**Extrait à lire**.
*-*-*

Nous trouvons d'abord des images qui illustrent des accumulations verbales (" Ma pipe, mon cheval, ma femme ", Prestinox, 1966 - " Son bureau, son chien, son eau de toilette " : Green Water). Ensuite l'accumulation des variantes d'un produit, sans personnage ou avec un présentateur unique (Légumes d'Aucy, Laines Picaud, 1965, Récipients Tupperware, 1967). Ensuite des accumulations de personnages présentant diverses variétés du produit, avec une homologie plus ou moins marquée entre personnages et variétés (maillots Rasurel, Teeshirts Jil-Zodiaque, 1964...). Enfin un objet unique accompagné d'une accumulation d'objets hétéroclites, avec lesquels il n'entretient que des rapports lointains : c'est un aspect que nous retrouverons dans la métonymie (" le luxe c'est... " Toualifa, 1967 - UTA, 1966).
A.4. Opposition.

*-*-*

**Consigne 1**. Dans les entrées, commence à la ligne qui contient « the boar's eye » et arrête-toi à la fin des entrées. Modifie ces lignes en remplaçant « boar's » par « sow's », sans rien changer d'autre.
L'extrait et les entrées n'ont aucun lien entre eux.

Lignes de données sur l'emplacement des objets
*-*-*

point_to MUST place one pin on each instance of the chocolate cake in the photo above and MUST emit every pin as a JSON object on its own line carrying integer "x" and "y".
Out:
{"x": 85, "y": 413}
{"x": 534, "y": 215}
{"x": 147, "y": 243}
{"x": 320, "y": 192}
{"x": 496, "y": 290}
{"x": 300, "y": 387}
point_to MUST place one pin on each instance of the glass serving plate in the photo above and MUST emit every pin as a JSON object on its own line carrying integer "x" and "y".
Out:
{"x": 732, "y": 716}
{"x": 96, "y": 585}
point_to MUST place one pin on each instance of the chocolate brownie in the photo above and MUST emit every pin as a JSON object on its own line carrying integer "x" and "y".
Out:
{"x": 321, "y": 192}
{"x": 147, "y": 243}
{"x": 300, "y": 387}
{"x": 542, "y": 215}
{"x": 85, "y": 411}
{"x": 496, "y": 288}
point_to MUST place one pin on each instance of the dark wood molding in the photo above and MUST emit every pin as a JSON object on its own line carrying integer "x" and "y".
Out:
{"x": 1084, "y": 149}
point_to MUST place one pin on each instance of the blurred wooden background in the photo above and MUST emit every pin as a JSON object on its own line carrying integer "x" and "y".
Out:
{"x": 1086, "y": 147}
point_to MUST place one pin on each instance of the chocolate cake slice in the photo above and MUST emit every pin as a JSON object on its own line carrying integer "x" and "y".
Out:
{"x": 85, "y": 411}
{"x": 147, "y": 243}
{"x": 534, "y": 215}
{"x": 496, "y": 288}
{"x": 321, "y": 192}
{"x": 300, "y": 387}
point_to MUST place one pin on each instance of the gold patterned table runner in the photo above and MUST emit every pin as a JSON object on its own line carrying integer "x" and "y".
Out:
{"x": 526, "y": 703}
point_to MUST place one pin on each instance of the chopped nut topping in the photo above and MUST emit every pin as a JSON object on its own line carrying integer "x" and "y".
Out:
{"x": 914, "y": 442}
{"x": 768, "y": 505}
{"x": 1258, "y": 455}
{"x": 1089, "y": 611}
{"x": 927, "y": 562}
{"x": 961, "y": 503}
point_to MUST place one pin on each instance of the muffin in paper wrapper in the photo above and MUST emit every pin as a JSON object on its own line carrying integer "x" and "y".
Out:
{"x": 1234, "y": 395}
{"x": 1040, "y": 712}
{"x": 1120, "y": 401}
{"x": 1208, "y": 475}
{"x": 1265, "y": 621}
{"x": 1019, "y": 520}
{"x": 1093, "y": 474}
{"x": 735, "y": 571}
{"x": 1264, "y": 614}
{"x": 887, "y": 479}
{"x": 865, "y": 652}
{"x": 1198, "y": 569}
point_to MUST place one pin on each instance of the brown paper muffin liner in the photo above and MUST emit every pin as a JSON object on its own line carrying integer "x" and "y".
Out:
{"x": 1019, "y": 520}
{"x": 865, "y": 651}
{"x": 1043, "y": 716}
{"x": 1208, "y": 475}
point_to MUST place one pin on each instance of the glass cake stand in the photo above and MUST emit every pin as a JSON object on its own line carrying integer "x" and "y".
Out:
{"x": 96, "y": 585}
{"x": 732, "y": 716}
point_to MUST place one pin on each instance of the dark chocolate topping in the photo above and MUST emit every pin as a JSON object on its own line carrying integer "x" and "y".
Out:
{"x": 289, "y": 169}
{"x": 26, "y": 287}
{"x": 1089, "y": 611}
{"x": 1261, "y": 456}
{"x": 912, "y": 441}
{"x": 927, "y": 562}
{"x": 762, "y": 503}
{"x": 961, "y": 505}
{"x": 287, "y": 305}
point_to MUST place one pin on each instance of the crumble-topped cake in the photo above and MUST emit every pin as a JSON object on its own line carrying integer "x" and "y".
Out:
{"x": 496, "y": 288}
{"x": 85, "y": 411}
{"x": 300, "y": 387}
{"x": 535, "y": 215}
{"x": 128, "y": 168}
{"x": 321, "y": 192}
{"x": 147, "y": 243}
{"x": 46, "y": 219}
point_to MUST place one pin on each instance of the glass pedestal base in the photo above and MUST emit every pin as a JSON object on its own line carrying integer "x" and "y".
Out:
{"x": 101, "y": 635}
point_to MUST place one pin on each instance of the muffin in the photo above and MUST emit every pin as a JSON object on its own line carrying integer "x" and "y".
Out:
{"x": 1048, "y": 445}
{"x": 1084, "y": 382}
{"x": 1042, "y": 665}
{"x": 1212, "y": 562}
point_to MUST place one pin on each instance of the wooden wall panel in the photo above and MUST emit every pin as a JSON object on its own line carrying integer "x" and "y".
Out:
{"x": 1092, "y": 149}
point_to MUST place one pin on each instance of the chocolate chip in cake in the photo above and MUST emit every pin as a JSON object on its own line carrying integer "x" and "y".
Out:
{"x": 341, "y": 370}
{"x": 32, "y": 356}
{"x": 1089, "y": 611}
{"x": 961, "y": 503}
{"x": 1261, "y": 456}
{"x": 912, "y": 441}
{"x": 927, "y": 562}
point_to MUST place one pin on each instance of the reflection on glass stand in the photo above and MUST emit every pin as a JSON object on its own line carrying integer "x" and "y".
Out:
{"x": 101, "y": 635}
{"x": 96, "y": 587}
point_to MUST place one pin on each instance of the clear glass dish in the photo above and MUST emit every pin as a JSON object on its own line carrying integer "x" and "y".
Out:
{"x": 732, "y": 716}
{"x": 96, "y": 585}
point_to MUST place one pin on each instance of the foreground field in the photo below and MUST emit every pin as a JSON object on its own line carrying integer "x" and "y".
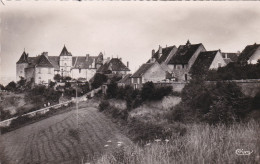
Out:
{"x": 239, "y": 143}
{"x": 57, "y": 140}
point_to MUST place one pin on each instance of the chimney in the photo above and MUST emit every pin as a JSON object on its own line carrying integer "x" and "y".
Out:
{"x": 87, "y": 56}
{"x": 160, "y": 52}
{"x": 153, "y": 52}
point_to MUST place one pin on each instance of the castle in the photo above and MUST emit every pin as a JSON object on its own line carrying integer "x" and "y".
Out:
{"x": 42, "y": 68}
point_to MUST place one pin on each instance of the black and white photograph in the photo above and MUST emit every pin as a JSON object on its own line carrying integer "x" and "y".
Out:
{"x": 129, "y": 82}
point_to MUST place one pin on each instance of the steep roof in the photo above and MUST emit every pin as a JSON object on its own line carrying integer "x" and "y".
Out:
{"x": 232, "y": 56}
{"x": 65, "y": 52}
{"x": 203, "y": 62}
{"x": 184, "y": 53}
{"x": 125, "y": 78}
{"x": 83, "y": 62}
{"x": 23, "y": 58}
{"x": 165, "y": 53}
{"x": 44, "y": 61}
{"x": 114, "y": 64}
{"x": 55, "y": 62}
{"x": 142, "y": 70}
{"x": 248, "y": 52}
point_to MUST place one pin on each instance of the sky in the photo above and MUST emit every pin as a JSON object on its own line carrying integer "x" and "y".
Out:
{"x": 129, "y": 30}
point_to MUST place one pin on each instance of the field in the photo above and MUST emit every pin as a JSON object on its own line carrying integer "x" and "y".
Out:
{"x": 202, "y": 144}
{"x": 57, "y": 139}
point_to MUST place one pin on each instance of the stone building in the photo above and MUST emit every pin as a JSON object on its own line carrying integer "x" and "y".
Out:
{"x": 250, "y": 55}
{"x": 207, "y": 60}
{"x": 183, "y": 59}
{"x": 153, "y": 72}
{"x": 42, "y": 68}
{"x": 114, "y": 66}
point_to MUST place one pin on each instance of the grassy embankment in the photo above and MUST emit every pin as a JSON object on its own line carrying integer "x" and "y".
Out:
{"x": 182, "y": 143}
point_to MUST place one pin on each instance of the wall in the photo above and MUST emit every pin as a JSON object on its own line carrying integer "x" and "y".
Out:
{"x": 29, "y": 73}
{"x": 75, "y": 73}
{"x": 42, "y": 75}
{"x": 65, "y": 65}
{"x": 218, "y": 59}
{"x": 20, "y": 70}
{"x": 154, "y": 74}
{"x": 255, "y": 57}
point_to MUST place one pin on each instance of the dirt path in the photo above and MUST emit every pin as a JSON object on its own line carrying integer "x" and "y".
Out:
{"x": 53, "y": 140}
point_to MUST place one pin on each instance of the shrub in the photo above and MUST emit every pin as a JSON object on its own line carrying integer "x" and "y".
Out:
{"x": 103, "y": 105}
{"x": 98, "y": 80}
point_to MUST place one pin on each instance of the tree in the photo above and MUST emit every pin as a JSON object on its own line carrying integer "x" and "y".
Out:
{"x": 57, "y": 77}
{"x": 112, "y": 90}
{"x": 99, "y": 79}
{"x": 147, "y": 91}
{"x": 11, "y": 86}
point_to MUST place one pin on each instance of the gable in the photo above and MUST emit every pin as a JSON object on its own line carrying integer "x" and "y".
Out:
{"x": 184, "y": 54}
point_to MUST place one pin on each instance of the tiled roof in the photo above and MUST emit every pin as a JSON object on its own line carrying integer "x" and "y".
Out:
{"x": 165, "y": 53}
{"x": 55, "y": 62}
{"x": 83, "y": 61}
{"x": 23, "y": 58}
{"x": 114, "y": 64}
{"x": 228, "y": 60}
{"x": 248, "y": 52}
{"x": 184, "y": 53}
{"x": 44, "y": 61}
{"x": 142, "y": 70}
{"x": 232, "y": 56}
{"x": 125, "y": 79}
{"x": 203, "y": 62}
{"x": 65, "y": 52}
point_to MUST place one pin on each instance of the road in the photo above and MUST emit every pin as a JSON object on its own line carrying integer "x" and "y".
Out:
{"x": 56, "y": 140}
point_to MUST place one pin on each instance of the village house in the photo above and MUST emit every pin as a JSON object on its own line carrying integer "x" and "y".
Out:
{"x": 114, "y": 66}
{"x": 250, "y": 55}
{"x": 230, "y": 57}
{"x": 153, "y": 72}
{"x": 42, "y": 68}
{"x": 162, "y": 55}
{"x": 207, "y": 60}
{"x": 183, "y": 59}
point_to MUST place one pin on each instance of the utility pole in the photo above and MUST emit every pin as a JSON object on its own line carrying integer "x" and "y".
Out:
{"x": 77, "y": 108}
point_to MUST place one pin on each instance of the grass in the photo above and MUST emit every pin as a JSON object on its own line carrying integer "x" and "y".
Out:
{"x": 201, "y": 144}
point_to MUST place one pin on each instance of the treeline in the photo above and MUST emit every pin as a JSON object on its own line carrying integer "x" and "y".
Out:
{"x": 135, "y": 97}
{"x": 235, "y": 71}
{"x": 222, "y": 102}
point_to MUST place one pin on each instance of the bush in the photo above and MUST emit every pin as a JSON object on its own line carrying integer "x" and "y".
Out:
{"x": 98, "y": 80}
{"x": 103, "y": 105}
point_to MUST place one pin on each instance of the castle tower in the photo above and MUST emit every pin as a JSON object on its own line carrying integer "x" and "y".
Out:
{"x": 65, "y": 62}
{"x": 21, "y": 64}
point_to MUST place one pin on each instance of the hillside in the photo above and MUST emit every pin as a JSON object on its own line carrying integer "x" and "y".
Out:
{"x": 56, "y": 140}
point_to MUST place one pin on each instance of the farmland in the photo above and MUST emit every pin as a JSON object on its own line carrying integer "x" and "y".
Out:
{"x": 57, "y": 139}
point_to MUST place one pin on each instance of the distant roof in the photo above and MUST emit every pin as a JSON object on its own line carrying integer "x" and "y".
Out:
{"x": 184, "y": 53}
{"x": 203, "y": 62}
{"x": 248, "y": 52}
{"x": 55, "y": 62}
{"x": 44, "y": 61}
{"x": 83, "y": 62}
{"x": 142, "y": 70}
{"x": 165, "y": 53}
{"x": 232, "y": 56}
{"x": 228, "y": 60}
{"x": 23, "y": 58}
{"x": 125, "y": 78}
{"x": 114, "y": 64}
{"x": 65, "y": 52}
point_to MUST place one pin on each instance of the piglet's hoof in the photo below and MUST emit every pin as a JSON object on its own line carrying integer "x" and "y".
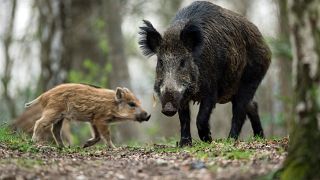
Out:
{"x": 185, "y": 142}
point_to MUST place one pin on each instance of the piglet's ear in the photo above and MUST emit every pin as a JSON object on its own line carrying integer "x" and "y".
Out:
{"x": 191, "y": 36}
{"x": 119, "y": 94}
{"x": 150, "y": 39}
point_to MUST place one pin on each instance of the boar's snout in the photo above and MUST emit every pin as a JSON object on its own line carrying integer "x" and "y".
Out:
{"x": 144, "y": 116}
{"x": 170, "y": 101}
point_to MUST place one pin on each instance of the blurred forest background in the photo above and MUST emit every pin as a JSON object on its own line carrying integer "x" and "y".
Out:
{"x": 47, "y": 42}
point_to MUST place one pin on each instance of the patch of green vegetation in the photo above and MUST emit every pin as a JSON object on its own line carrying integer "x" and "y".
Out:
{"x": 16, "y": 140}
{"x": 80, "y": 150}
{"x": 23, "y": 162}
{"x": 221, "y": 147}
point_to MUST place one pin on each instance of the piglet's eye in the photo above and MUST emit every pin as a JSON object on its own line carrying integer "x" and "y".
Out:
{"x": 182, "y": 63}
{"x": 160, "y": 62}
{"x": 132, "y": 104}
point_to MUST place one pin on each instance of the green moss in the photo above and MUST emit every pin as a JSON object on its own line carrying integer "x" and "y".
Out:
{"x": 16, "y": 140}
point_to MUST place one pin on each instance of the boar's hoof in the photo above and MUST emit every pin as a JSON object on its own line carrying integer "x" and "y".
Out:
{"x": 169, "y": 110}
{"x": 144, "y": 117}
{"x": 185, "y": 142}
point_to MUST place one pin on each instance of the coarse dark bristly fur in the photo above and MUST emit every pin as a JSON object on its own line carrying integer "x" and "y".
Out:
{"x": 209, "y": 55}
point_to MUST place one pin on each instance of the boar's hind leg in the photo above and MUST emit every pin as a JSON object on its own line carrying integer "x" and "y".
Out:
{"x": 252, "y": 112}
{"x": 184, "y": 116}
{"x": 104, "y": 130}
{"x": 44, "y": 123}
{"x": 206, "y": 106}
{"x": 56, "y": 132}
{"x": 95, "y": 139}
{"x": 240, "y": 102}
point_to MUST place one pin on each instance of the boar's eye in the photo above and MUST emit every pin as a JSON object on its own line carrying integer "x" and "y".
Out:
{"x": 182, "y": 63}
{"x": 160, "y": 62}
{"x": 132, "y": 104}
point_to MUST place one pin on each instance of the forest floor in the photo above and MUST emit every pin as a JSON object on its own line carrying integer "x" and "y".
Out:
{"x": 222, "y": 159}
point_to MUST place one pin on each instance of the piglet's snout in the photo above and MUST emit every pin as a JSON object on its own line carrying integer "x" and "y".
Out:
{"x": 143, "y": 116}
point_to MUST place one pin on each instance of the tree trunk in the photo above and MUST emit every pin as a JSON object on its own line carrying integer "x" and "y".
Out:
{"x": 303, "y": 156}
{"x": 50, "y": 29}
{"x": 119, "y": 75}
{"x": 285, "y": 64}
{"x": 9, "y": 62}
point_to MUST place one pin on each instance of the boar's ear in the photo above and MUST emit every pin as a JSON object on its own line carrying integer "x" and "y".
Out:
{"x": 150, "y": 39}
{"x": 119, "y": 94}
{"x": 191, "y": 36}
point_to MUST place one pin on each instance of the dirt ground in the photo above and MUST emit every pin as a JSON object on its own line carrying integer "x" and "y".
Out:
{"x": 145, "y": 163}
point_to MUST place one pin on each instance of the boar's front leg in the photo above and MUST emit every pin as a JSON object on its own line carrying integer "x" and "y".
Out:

*-*-*

**Consigne 2**. Cite mot pour mot le passage de l'extrait qui commence aux mots « Nous trouvons d'abord » et s'arrête après « - UTA, 1966). ».

**Réponse détaillée 1**.
point_to MUST place one pin on each instance of the sow's eye in the photo above and MUST emit every pin as a JSON object on its own line carrying integer "x" and "y".
Out:
{"x": 182, "y": 63}
{"x": 160, "y": 62}
{"x": 132, "y": 104}
point_to MUST place one pin on each instance of the forest floor in the photo above and MUST emit every pin as a JSON object on its own line carrying integer "x" and "y".
Out:
{"x": 222, "y": 159}
point_to MUST place one pin on each instance of the piglet's snout in the photo above and MUST emit every pin as a JSON object on its own line carrying integer "x" and "y".
Out:
{"x": 143, "y": 116}
point_to MUST place one pin on each instance of the tree trunk in the photo above and MUST emit every pin as a JSON object on its own line carrying integer "x" and "y".
Out:
{"x": 303, "y": 156}
{"x": 50, "y": 29}
{"x": 119, "y": 75}
{"x": 285, "y": 64}
{"x": 9, "y": 62}
point_to MUST place one pin on each instance of the sow's ear in the photo above and MUST emit every pin as a JSON object on its own line carrying integer "x" and "y".
Out:
{"x": 150, "y": 39}
{"x": 119, "y": 94}
{"x": 191, "y": 36}
point_to MUST place one pin on each instance of the dirt ground in the photo above and MUST emit every pin as a JSON object on its own line carrying integer "x" and "y".
Out:
{"x": 145, "y": 163}
point_to MUST place one pin on each instance of the sow's front leg in the photo above and MUST emit every pin as a JSON object on its own line carrying integer "x" and "y".
Out:

**Réponse détaillée 2**.
Nous trouvons d'abord des images qui illustrent des accumulations verbales (" Ma pipe, mon cheval, ma femme ", Prestinox, 1966 - " Son bureau, son chien, son eau de toilette " : Green Water). Ensuite l'accumulation des variantes d'un produit, sans personnage ou avec un présentateur unique (Légumes d'Aucy, Laines Picaud, 1965, Récipients Tupperware, 1967). Ensuite des accumulations de personnages présentant diverses variétés du produit, avec une homologie plus ou moins marquée entre personnages et variétés (maillots Rasurel, Teeshirts Jil-Zodiaque, 1964...). Enfin un objet unique accompagné d'une accumulation d'objets hétéroclites, avec lesquels il n'entretient que des rapports lointains : c'est un aspect que nous retrouverons dans la métonymie (" le luxe c'est... " Toualifa, 1967 - UTA, 1966).